(Aim of the exercise):
Return the entries below word for word; no images should appear in the copy.

(Task input):
───

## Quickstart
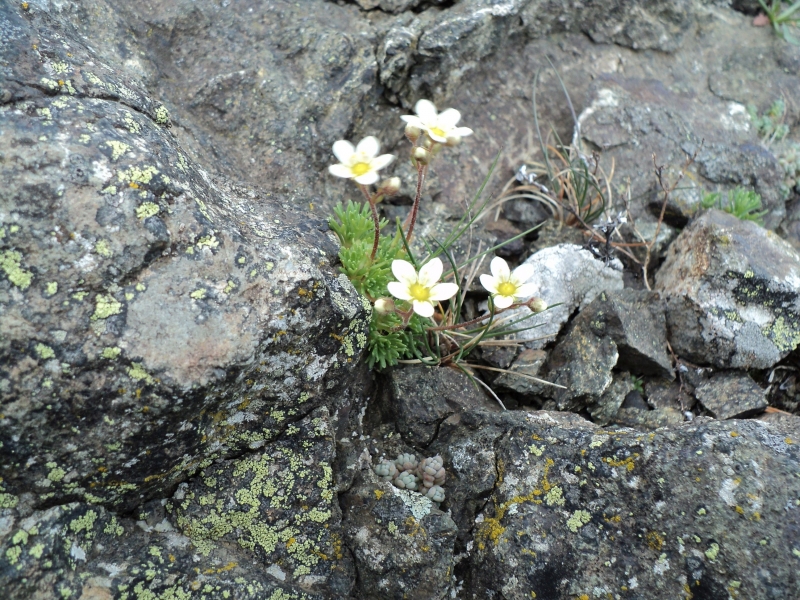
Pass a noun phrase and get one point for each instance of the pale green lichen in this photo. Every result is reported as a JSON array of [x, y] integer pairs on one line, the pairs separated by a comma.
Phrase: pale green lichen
[[554, 497], [578, 519], [136, 371], [208, 241], [117, 148], [44, 351], [10, 261], [111, 353], [106, 306], [147, 209]]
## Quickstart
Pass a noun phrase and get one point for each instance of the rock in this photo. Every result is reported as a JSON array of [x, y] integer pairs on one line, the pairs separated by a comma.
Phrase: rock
[[731, 395], [648, 419], [401, 543], [152, 319], [731, 290], [632, 118], [567, 276], [422, 397], [577, 509], [623, 329], [237, 530], [607, 405], [529, 363]]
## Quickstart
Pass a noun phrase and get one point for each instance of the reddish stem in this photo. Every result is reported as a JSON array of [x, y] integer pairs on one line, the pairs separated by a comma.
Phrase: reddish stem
[[375, 220], [415, 208]]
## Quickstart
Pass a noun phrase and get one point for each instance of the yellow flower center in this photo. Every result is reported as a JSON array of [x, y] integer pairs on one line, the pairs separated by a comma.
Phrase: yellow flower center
[[419, 292], [359, 169], [506, 289]]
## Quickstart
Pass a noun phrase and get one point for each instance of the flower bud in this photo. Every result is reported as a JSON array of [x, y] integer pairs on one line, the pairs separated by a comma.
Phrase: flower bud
[[537, 305], [389, 187], [384, 306], [413, 132], [420, 156]]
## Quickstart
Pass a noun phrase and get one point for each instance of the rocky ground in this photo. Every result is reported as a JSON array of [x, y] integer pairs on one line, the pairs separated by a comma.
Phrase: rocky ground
[[185, 410]]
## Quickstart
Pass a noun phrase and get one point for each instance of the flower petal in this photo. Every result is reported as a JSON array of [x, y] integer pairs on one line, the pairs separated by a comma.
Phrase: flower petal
[[404, 271], [381, 161], [499, 269], [448, 118], [340, 171], [430, 273], [443, 291], [369, 146], [522, 273], [526, 290], [502, 301], [367, 178], [343, 150], [423, 309], [426, 111], [489, 282], [399, 290], [413, 120]]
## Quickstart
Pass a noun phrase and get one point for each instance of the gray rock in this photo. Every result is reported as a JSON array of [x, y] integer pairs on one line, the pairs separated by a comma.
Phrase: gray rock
[[731, 290], [567, 276], [262, 525], [608, 404], [401, 543], [422, 397], [629, 119], [576, 509], [648, 419], [731, 395], [528, 363]]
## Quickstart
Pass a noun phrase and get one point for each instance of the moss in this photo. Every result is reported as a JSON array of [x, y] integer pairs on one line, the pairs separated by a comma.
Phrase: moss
[[117, 148], [147, 209], [44, 351], [10, 261], [105, 306]]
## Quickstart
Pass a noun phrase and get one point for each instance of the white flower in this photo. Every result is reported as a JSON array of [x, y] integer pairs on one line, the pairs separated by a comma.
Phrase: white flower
[[421, 290], [507, 287], [438, 126], [361, 162]]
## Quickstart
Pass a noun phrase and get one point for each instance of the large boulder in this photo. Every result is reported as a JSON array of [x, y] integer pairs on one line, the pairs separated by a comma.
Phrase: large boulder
[[731, 289]]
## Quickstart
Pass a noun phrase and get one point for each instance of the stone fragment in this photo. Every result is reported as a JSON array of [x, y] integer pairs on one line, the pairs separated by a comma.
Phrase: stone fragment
[[690, 502], [732, 293], [731, 395], [570, 277], [422, 397]]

───

(Output below):
## Quickstart
Pass a noun phrase and get one point for each instance of the pale green lichen in this photo. Every result is reported as a JSON array of [x, y] integer pairs on one line, the pairs separated by a comma.
Phrase: pale green lichen
[[554, 497], [578, 519], [136, 371], [208, 241], [117, 148], [44, 351], [10, 261], [111, 353], [106, 306], [147, 209]]
## Quickstart
Pass a noun phrase and get one point for each instance of the rock in this photo. Every result is reported as a JSON array of [x, y] integer pairs on one line, the pairs separated by a comma.
Phrase: rock
[[731, 395], [648, 419], [401, 543], [152, 319], [731, 290], [632, 118], [567, 276], [422, 397], [577, 509], [623, 329], [237, 530], [607, 405], [529, 363]]
## Quickstart
Pass a noun phrase and get one point for each instance of the reddish stem in this photo. Every result is reported as a JSON array of [x, y] integer pairs on one line, the pairs separated by a comma.
Phrase: reddish stem
[[375, 220], [415, 208]]
## Quickstart
Pass a noun phrase and get one point for each instance of the yellow flower center in this photo. Every result is reported as a JSON array of [x, y] integer pairs on one line, the pairs separated by a comma.
Phrase: yellow flower center
[[419, 292], [359, 169], [506, 289]]
## Quickstart
Pass a noun phrase and get one point for each instance of the flower bud in this photo. Every result is reported as a JSON array of [x, y] integer pairs on one line, the pairs separated by a comma.
Phrase: flower bud
[[537, 305], [389, 187], [384, 306], [413, 132], [420, 156]]
## Quickstart
Pass a noun phrase and get one point for each instance of the rocky ground in this photo. Every result is reported as a JSON array of [x, y] integer pairs on one line, the pairs separated by a comma.
Phrase: rocky ground
[[185, 410]]
## Quickstart
Pass a noun phrase and get one point for each instance of the flower petal in this photo. Every result is reported as a JSON array of [x, y] integer pairs on one line, the pairs separated by a comma.
Phrase: flower petal
[[404, 271], [381, 161], [499, 269], [448, 118], [340, 171], [430, 273], [443, 291], [369, 146], [522, 273], [526, 290], [502, 301], [367, 178], [343, 150], [423, 309], [426, 111], [489, 282], [399, 290], [413, 120]]
## Quickstart
Pass a noun phrase and get one point for each instance of the gray rock in this photo. Every result is reported as a JSON array of [x, y] integer pairs on one line, the pairs separated by a comma.
Phrase: gray rock
[[731, 290], [567, 276], [262, 525], [608, 404], [401, 543], [422, 397], [629, 119], [576, 509], [648, 419], [731, 395], [528, 363]]
## Quickstart
Pass a noun phrase and get one point for each instance of the moss in this photo. Every result is reported as a JSON array of [x, y] integer pairs on one line, the pairs separated by a comma.
Phrase: moss
[[117, 148], [147, 209], [44, 351], [10, 261], [105, 306]]
## Quickstart
Pass a noun phrase and get one point for each instance of the white flower in this photo. Every result is reported as a JSON array of [x, y] integer pairs on one line, the pairs separated by a comma.
Phrase: white flower
[[421, 290], [507, 287], [438, 126], [361, 162]]
## Quickstart
Pass a noun phrase and get one point for each instance of the large boulder in this photo. Every result is reported as a JSON array of [x, y] integer pairs on one line, the pairs separated by a comma.
Phrase: large boulder
[[731, 289]]
## Quickstart
Pass a noun phrase and get one point for each instance of the stone fragment in this photo. Every result is reported as a JSON array of [x, y] integer pairs on one line, the pairs separated by a comma.
Phrase: stone fragment
[[690, 502], [732, 293], [731, 395], [570, 277], [422, 397]]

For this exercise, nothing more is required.